What this task involves: Please report every line of the listing below that has the word "clicks" in it.

Exercise inputs:
# # # # #

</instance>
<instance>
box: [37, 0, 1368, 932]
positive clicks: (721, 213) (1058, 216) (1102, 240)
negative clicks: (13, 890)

# # # # #

Response for this exercise:
positive clicks: (721, 213) (1058, 216) (1102, 240)
negative clicks: (13, 890)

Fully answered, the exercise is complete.